[[ SELECTED TEXT open ]]

AUT lecturer resigns after false-flag Covid, mosque attack claims

Newsroom | 19 Nov 2021

Law lecturer Amy Benjamin called the Covid-19 pandemic a “medical false flag” and implied the mosque attacks were perpetrated by the Government, saying “Christchurch will be revealed eventually”. Elliot Weir reports.

A law lecturer has resigned from Auckland University of Technology following comments she made on Covid-19, last year’s US presidential election, and the 2019 Christchurch mosque shooting.

Law lecturer Amy Baker Benjamin appeared in a livestream yesterday on the Facebook page of Vince Eastwood, who was charged with breaching the Covid-19 Public Health Response Act in August after attending an anti-lockdown protest in Auckland alongside Billy Te Kahika.

At the beginning of the livestream, Eastwood highlights how Benjamin was present at the time of Eastwood’s arrest, and that she described it as “the death of democracy”.

Benjamin went on to call the Covid-19 pandemic a “medical false flag” and claim that one of the reasons for its “introduction” was to justify mail-in ballots in the 2020 US Presidential election. She claimed the election was “not over”, that Donald Trump would be back, and that would be “very handy” for removing Jacinda Ardern from her role as Prime Minister of New Zealand.

She also discussed ways to “shut down” the country, before Eastwood made a disclaimer that encouraging activity that breaks Covid-19 restrictions would be a breach of his bail conditions.

During the interview, Benjamin claimed the 2019 Christchurch mosque shootings were “such an obvious false flag”, implying they were perpetrated by the government, some other organisation, or were faked altogether, predicting that “Christchurch will be revealed eventually”.

In August, Benjamin launched a YouTube channel, American Spirit with Amy Benjamin, before making headlines for her appearance at the anti-lockdown protest in Auckland and her claim that the snap lockdown that month was a “crime against humanity”.

[[ SELECTED TEXT closed ]]
[[ EXTRACTED INFORMATION open ]]

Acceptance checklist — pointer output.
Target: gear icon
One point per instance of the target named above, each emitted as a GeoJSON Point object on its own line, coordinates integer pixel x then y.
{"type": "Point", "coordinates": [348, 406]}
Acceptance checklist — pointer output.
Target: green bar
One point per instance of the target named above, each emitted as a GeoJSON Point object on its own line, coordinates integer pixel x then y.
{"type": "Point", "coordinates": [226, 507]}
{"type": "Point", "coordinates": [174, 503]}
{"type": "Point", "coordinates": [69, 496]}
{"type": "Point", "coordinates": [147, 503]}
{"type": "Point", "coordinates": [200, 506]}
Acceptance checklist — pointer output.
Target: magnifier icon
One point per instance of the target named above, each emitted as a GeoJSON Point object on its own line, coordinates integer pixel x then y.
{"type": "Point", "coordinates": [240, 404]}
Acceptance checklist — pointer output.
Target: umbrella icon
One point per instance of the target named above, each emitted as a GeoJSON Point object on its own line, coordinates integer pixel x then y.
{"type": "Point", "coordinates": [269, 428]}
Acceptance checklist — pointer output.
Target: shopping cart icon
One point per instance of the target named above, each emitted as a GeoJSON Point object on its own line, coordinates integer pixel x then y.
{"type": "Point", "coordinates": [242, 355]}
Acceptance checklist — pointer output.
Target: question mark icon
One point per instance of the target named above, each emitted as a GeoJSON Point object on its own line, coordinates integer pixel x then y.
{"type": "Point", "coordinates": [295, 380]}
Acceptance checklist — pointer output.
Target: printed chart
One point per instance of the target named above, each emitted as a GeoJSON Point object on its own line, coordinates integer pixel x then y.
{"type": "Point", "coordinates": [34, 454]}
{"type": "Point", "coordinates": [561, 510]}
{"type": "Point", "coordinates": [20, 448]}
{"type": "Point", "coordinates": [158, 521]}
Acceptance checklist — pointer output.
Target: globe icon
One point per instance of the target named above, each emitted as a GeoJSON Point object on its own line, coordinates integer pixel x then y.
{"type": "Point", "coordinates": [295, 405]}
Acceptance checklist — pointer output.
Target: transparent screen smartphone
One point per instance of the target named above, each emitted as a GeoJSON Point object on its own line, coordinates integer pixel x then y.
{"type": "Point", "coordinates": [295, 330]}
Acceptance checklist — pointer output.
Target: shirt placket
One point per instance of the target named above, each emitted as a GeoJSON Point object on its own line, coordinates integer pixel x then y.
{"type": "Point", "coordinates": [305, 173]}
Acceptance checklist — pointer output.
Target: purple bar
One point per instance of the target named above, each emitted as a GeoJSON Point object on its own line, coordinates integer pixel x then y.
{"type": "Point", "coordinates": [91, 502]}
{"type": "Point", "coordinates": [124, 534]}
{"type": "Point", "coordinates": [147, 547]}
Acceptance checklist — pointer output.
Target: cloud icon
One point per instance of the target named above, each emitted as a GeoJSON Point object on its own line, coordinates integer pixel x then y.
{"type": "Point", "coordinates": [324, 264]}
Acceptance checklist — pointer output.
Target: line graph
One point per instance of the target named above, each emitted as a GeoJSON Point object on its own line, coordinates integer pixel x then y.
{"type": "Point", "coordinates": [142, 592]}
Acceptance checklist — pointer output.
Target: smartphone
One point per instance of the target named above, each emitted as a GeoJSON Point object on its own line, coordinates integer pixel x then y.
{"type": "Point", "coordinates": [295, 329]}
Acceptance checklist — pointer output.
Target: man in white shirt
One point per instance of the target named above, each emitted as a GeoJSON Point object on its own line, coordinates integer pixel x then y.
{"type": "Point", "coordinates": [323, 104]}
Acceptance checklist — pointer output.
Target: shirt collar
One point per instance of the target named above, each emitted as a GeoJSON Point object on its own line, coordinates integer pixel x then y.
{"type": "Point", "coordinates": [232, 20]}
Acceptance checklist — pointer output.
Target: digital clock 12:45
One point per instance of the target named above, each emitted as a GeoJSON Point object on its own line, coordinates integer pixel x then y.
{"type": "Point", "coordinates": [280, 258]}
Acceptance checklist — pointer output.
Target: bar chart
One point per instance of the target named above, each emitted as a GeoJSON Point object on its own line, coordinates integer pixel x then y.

[[ EXTRACTED INFORMATION closed ]]

▶ _STUDY QUESTIONS_:
1 – In the article about the AUT lecturer's resignation, what was the name of the YouTube channel Benjamin launched in August?
2 – Carry on the article about the AUT lecturer's resignation from the point where it stops.
The entries above are separate material and have no connection to the article about the AUT lecturer.

▶ _ANSWER SECTION_:
1 – American Spirit with Amy Benjamin

2 –
Her channel has since been removed for violating Youtube’s community guidelines, and her videos have been published elsewhere online. Her videos, which garner around 100 views each, mostly discuss vaccines and free speech. In one video, titled “Die ‘Jacinda Youth'” she claims young people “think they are smart and clued in and know things” but are actually vulnerable to recruitment by those behind “the Covid psyop, the covid orchestrated event”.

A Yale Law School graduate, her academic interests are listed on the Auckland University of Technology website as “False Flag State Terror” and “Secrecy and the Rule of Law”. In a statement to Newsroom, AUT distanced themselves from Benjamin. “AUT does not endorse the views expressed by Amy Baker Benjamin and we require our staff to clarify the opinions they express are their own. We take steps to ensure staff are aware of their rights and obligations. Amy has resigned from AUT.”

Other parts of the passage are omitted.